Return all of the entries exactly as written.

Start of Source data

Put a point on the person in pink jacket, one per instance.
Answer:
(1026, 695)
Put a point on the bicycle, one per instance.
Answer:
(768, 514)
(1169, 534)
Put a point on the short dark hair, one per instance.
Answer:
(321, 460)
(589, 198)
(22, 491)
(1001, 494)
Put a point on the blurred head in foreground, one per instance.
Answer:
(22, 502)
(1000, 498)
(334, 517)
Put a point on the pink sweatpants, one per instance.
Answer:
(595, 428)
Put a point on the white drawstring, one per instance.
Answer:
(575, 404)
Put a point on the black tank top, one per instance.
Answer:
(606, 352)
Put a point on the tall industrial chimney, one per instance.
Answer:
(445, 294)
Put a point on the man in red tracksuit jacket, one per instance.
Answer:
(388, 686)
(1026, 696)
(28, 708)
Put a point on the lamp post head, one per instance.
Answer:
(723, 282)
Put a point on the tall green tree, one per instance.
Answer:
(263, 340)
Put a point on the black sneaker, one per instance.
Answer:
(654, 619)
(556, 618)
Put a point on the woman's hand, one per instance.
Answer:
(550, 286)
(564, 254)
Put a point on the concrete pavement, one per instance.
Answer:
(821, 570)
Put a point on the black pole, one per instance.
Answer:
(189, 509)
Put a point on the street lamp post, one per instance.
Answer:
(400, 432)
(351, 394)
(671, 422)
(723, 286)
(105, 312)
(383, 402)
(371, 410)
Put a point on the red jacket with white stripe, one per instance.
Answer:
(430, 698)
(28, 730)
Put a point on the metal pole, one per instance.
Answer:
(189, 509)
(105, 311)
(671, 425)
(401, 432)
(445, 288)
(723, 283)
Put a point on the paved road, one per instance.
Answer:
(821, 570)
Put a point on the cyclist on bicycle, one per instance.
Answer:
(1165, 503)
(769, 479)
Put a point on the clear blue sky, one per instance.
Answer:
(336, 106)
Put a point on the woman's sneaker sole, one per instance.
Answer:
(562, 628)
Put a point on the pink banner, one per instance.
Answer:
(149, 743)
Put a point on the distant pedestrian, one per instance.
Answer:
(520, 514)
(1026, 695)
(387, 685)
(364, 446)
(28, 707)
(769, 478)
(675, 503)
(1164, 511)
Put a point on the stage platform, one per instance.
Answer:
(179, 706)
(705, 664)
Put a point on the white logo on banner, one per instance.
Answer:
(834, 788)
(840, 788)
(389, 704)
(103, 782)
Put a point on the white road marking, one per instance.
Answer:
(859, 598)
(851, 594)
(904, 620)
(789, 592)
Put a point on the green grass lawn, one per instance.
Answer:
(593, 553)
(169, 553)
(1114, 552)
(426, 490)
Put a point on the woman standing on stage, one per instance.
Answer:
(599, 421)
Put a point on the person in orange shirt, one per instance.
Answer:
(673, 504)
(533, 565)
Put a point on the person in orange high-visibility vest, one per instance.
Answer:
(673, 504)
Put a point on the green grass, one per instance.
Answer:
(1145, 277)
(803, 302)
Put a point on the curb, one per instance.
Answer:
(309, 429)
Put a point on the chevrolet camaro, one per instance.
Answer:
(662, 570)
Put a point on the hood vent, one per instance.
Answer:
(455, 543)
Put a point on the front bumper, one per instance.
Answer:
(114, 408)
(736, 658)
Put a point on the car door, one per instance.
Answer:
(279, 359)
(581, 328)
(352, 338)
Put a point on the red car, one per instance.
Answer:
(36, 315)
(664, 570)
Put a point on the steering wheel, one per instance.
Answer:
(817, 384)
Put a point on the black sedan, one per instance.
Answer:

End of Source data

#### [Solved exercise]
Put a point on the person in pink jacket, one per instance.
Answer:
(1026, 695)
Put a point on the bicycle, one per instance.
Answer:
(768, 514)
(1169, 534)
Put a point on the short dark hair, one per instance.
Answer:
(321, 460)
(589, 198)
(22, 491)
(1001, 494)
Put a point on the blurred head in foreground, one per instance.
Answer:
(22, 502)
(1000, 498)
(334, 517)
Put a point on the pink sweatpants, one per instance.
Answer:
(595, 428)
Put a point on the white drawstring, one per instance.
Answer:
(575, 404)
Put a point on the black tank top, one per instance.
Answer:
(606, 352)
Put a point on the tall industrial chimney, one per instance.
Answer:
(445, 294)
Put a point on the man in red tracksuit jacket, one per instance.
Answer:
(388, 686)
(1026, 696)
(28, 708)
Put a point on the lamp post head, one per instance.
Answer:
(723, 282)
Put a point on the tall green tree, one per instance.
Answer:
(263, 340)
Put a point on the black sneaker, one per instance.
Answer:
(654, 619)
(556, 618)
Put a point on the woman's hand, one per instance.
Answer:
(550, 286)
(564, 254)
Put a point on the concrete pavement, one per instance.
Answer:
(821, 570)
Put a point on the black pole, one per instance.
Answer:
(189, 509)
Put a point on the street lamp post, one per instance.
Answer:
(400, 432)
(351, 394)
(671, 422)
(723, 286)
(105, 312)
(383, 402)
(371, 410)
Put a point on the red jacket with white stripe, one per instance.
Answer:
(430, 698)
(28, 730)
Put a point on the metal pole, one per instance.
Answer:
(189, 509)
(105, 311)
(671, 425)
(401, 432)
(445, 288)
(723, 283)
Put a point on the paved road, one per instance.
Answer:
(821, 570)
Put a point on the cyclist on bicycle, one per instance.
Answer:
(1165, 503)
(769, 479)
Put a point on the clear blue sky, one per instance.
Answer:
(336, 106)
Put a point on the woman's sneaker sole, one per instance.
Answer:
(562, 628)
Put a point on the pink banner, one per instance.
Answer:
(149, 743)
Put a point on the distant pedestrian, one per instance.
Answer:
(520, 514)
(1026, 695)
(387, 685)
(364, 446)
(28, 707)
(769, 478)
(675, 503)
(1164, 511)
Put a point on the stage platform, one per instance.
Answer:
(179, 706)
(705, 664)
Put a point on the white logo on banner, one per instance.
Answer:
(834, 788)
(840, 788)
(389, 704)
(103, 782)
Put a point on the white road marking, one per instance.
Answer:
(859, 598)
(851, 594)
(904, 620)
(789, 592)
Put a point on the green grass lawn, one per instance.
Answer:
(593, 553)
(169, 553)
(1114, 552)
(426, 490)
Put a point on the woman standing on stage, one per instance.
Answer:
(599, 421)
Put a point on the person in orange shirt, one per instance.
Answer:
(673, 504)
(533, 565)
Put a point on the person in orange high-visibility vest, one per instance.
Answer:
(673, 504)
Put a point on the green grass, one per instance.
Answer:
(1145, 277)
(803, 302)
Put a point on the curb, one per instance.
Answer:
(309, 429)
Put a point on the chevrolet camaro, one per instance.
Answer:
(662, 570)
Put a point on the hood vent, one per instance.
Answer:
(455, 543)
Put a point on the front bumper, one per instance.
Answer:
(114, 408)
(736, 658)
Put a point on the car door, one per instance.
Answer:
(279, 359)
(581, 328)
(352, 338)
Put a point on the red car, one per instance.
Answer:
(36, 315)
(664, 570)
Put a point on the steering wheel, one per instance.
Answer:
(817, 384)
Put a point on the black sedan, one per instance.
Answer:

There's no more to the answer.